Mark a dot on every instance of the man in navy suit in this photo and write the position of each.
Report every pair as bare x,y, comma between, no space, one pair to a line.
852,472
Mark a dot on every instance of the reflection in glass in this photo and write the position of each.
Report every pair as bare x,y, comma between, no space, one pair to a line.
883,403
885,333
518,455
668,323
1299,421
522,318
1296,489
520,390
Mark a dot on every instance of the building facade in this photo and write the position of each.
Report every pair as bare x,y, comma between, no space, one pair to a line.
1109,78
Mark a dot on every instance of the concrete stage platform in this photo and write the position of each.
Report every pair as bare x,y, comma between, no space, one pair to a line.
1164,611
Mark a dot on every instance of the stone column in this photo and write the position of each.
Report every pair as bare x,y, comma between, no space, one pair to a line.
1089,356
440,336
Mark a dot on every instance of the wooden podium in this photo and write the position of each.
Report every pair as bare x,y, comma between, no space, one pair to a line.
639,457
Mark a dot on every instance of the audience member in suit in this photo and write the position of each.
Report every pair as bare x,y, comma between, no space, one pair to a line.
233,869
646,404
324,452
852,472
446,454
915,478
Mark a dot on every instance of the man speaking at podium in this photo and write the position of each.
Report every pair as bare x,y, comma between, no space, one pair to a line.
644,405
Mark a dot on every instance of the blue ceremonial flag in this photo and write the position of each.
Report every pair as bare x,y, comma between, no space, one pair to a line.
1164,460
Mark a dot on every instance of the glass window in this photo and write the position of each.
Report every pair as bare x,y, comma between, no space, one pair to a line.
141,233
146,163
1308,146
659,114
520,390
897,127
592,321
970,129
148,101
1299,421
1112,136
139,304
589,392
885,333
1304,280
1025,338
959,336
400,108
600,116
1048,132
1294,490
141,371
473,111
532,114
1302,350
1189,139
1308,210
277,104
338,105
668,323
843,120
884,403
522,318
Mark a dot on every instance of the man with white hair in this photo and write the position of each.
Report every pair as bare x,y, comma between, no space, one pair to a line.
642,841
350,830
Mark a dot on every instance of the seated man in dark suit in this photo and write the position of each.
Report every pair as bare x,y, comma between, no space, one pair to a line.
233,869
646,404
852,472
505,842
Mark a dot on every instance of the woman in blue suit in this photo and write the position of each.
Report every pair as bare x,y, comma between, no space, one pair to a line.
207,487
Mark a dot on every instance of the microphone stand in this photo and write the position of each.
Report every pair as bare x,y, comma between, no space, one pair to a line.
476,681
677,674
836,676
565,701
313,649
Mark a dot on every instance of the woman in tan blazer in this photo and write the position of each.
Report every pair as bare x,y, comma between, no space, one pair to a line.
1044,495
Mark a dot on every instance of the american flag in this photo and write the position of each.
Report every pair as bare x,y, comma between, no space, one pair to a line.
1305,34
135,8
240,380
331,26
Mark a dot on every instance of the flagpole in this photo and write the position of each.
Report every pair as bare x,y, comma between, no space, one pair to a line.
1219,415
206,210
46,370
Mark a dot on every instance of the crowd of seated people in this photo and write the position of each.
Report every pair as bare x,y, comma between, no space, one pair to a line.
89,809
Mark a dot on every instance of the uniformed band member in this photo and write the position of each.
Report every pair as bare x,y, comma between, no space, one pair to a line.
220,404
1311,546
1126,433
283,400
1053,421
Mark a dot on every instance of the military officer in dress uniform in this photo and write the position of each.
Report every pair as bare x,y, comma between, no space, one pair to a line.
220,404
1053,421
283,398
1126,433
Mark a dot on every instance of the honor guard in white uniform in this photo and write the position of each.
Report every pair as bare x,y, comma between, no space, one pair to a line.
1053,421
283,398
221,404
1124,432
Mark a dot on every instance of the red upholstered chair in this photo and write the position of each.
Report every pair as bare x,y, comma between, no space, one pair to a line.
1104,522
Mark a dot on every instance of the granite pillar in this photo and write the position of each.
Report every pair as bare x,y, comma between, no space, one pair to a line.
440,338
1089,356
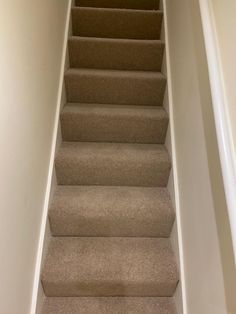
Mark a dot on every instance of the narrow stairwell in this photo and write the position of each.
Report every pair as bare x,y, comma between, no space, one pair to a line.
111,216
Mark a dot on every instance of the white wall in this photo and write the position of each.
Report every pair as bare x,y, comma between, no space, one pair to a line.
224,15
31,40
202,210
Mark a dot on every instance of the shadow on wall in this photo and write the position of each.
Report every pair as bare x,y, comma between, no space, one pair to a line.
221,213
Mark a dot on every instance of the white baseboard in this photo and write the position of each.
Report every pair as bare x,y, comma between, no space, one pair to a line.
171,145
37,290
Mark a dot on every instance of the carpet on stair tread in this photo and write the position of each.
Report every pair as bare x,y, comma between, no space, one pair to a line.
109,305
116,54
114,123
123,4
112,164
109,267
116,23
111,211
112,86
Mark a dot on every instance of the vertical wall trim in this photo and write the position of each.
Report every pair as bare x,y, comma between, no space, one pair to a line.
51,167
174,161
221,114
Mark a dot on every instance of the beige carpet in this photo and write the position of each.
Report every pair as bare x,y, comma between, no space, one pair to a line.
111,216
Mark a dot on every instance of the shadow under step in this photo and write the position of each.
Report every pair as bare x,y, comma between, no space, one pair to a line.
109,267
108,305
112,164
122,4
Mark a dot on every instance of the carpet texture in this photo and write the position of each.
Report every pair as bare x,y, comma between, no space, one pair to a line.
111,216
122,4
114,305
116,23
113,211
114,123
116,54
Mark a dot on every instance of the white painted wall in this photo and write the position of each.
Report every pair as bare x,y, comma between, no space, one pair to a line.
205,243
31,41
224,15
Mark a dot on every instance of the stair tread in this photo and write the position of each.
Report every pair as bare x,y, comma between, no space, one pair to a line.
116,23
111,211
124,4
115,86
113,123
108,305
109,267
110,53
112,164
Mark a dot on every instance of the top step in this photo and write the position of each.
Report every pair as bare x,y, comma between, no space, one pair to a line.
120,4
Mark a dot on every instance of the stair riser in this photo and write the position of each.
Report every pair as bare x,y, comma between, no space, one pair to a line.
105,23
107,89
99,127
116,55
123,4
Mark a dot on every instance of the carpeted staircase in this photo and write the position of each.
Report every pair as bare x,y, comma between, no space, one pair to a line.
111,216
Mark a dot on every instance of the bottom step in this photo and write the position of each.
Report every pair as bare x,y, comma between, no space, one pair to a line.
114,305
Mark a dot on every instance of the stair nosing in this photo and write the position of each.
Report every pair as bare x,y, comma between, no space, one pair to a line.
150,12
75,71
124,40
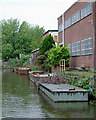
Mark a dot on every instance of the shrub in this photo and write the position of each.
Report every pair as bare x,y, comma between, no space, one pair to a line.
46,45
56,54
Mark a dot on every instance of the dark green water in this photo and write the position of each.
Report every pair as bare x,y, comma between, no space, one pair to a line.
21,99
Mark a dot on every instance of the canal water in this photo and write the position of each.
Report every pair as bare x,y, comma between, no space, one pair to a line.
21,99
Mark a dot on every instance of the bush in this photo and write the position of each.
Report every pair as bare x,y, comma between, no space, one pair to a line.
46,45
16,62
56,54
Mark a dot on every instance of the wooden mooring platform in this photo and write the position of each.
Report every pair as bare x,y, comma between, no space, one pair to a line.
64,92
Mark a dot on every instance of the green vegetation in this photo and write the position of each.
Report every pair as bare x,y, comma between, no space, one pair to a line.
16,62
50,56
46,44
19,38
56,54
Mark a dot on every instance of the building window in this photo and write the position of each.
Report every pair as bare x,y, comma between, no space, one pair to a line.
86,10
60,28
76,48
69,46
67,22
76,17
86,46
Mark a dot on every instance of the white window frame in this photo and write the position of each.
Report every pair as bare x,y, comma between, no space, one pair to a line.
76,17
76,48
68,23
86,10
86,46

============

GIVEN TASK:
Reproduce all of the data exactly; the pictures do not belong in the copy.

ANSWER IN FULL:
Mark a dot on every instance of the man in navy suit in this photo and write the position of each.
Report every pair as bare x,y, comma between, no space, one pair to a line.
852,472
Mark a dot on every instance of the reflection in glass in this photo and write the position of each.
Report every pair as bare x,y, comma between, no space, one pair to a line.
883,403
885,333
518,455
668,323
1299,421
522,318
1296,489
520,390
Mark a dot on every instance of the building facade in this photo and write the position of each.
Report every pair as bare x,y, comma between, no space, one pair to a line.
1109,78
Mark a dot on every instance of the concrete stage platform in this photo and write the position of each.
Report every pair as bare x,y, comma between, no space, one pair to a line.
1164,611
Mark a dot on every instance of the stone column in this photo and write the position of each.
Report every pair as bare x,y, comma between, no space, one pair to a line.
1089,356
440,336
Mark a dot on every instance of the wooden podium in this photo and write the position of each.
Report every pair as bare x,y, comma between, no space, one pair to a line.
639,457
Mark a dot on every instance of the audience member in suit in this photo and write the position of each.
Report every pair as bare x,y, comma between, no space, one pair to a line.
233,869
646,404
324,452
852,472
446,454
915,478
Mark a dot on every instance of the man speaking at podium in this photo and write the position of each.
Report every pair as bare x,y, comma between, no space, one pair to a line.
644,405
Mark a dot on every instance of the blue ceremonial flag in this photo and write the position of each.
Report every pair as bare x,y, comma between, no space, one pair to a line.
1164,460
Mark a dot on every instance of the glass window in this photo and write the position of each.
Report every pair as bare x,y, comma between, no space, one pair to a line.
141,233
146,163
1308,146
659,114
520,390
897,127
592,321
970,129
148,101
1299,421
1112,136
139,304
589,392
885,333
1304,280
1025,338
959,336
400,108
600,116
1048,132
1294,490
141,371
473,111
532,114
1302,350
1189,139
1308,210
277,104
338,105
668,323
843,120
884,403
522,318
Mark a dot on every instance of the man with white hair in this photo and write the position of each.
Report every pair as bare x,y, comma between, no space, one pair to a line.
642,841
350,830
Mark a dot on every instance of the seated man in dark suit in this photo and write the position of each.
Report every pair as bare x,y, comma between, no space, one pair to a line.
233,869
646,404
852,472
505,842
Mark a dot on every instance of the woman in blue suit in this photo and write the position of each.
Report every pair as bare x,y, comma between, no space, one pair to a line.
207,487
Mark a dot on every instance of the microphone stand in this photo and write the position of each.
Report every pair as bare x,y, comma between, no space, one pair to a line.
476,681
677,674
836,676
565,701
313,649
Mark a dot on every instance of the woman in tan blazer in this photo and write the position of each.
Report every pair as bare x,y, comma between, no space, one pair to a line.
1044,495
Mark a dot on every instance of the american flag in this photo and write the position of each.
Report every pair as bare x,y, comma between, no space, one pair to a line.
1305,34
135,8
240,380
331,26
Mark a dot on every instance of the flagpole in this photo and write the position of each.
Report every pair as bare x,y, comma between, no space, one pair to a line.
1219,415
206,210
46,370
Mark a dot on every instance of the crowd of seated people in this photo and write the position of each.
Report every pair as bare x,y, comma between, no space, one pair to a line.
89,809
Mark a dot on every instance of the uniformed band member in this photo and write the position of each.
Report every pair as bare x,y, comma between, no space, one pair to a line.
220,404
1311,546
1126,433
283,400
1053,421
Mark a dot on every instance of the military officer in dress uniform in this photo and write the position of each.
Report every pair as bare x,y, comma between, no space, one pair to a line.
220,404
1053,421
283,398
1126,433
Mark a dot on every instance of the honor guard in white uniform in this photo and write the position of each.
Report every pair as bare x,y, comma between, no space, one pair to a line.
1053,421
283,398
221,404
1124,432
Mark a dot on every instance of the red upholstered chair in this photo and write the position of each.
Report every pair as bare x,y, comma between, no space, one pair to a line.
1104,522
Mark a dot on every instance of the granite pillar in this photo and write the position of each.
Report every pair as bare x,y, comma between, no space, one pair to a line.
440,338
1089,356
Mark a dot on every instance of the narrow stairwell in this photo and write the position of each.
Report every pair as bare x,y, comma between, no space, one pair to a line.
111,216
Mark a dot on every instance of the white wall in this photo and write the position of each.
Report every pair as bare x,y, comma between, no space, one pair to a line.
224,15
31,40
202,210
Mark a dot on every instance of the shadow on wall in this photo and write the position of each.
Report every pair as bare x,y, comma between, no space, one pair to a line.
221,213
Mark a dot on every instance of the white baseboard in this photo and write the position of each.
Report every pair as bare x,y, comma between, no space, one pair to a line.
171,145
37,290
Mark a dot on every instance of the carpet on stair tread in this photo and write the position of each.
Report every pair as bare x,y, comma between, no space, one pair to a line.
109,305
116,54
114,123
123,4
112,164
109,267
116,23
111,211
112,86
Mark a dot on every instance of the vertical wall trim in this photo and write the position of each.
Report every pair as bare x,y, comma between, no space, one pair to a line.
51,167
174,161
221,114
Mark a dot on every instance of the beige carpet in this photo and write the position of each.
Report every pair as bare x,y, comma between, no space, one pair to a line.
111,216
Mark a dot on every instance of the shadow under step in this photo and write the position of each.
Report every pair as bare x,y, comma between, no space, one pair to a line.
109,267
108,305
112,164
122,4
Mark a dot on every instance of the carpet texture in this photo and write the position of each.
Report every pair as bare x,y, comma between, no space, one pair to a line.
111,216
122,4
114,305
116,23
113,211
114,123
116,54
Mark a dot on every instance of the white painted wall in this photo and write the position of each.
Report every pair as bare x,y, comma between, no space, one pair to a line.
205,243
31,41
224,15
Mark a dot on every instance of the stair tread in this photo and write the position of each.
Report every pair as bare x,y, comma between, no space, one pair to a line.
116,23
111,211
124,4
115,86
113,123
108,305
109,267
110,53
112,164
Mark a dot on every instance of the top step in this photo and write the position of each.
Report every pair as bare x,y, comma between, no space, one pair to a line.
120,4
Mark a dot on every instance of the stair riser in this photo and write the position of each.
Report every pair as bare x,y, comma between, no space, one pair to a line.
105,23
107,89
99,127
116,55
123,4
Mark a dot on every instance of the carpeted staircase in this photo and write the position of each.
Report every pair as bare x,y, comma between, no space, one pair to a line.
111,216
Mark a dot on every instance of the bottom step in this photo and write the position of each.
Report every pair as bare x,y, comma between, no space, one pair to a line.
114,305
Mark a dot on every instance of the stair nosing in this photo and write the position of each.
Report every pair as bare x,y, comma between, no space, one pair to a line.
150,12
75,71
124,40
Mark a dot on every instance of the shrub in this photo and write the position of each.
Report every pair as bare x,y, comma between, no space, one pair to a line.
46,45
56,54
Mark a dot on every instance of the dark green water in this photo and write the position of each.
Report every pair as bare x,y, comma between, no space, one pair to a line.
21,99
Mark a dot on every instance of the canal water in this photo and write the position of each.
Report every pair as bare x,y, comma between, no space, one pair to a line.
21,99
Mark a dot on every instance of the bush in this photo and write the position of each.
Report every pair as bare x,y, comma between, no space, one pair to a line.
46,45
16,62
56,54
Mark a dot on every instance of the wooden mooring platform in this photo and write the position of each.
Report every pair as bare x,y, comma between, no space, one pair to a line.
64,92
Mark a dot on every instance of the green vegetation in this photo and write the position of each.
Report every pair as bare x,y, comma between, no space, one pair to a line.
16,62
50,56
46,44
19,38
56,54
Mark a dot on every instance of the building window in this photo and write the position of each.
Report every pair as bare x,y, comma between, no space, one pair to a line.
86,10
60,28
76,48
69,46
67,22
76,17
86,46
Mark a dot on every instance of the white window frame in this photo and write the position of each.
Report every pair as bare x,y, comma between, no space, one pair to a line.
76,17
76,48
68,23
86,10
86,46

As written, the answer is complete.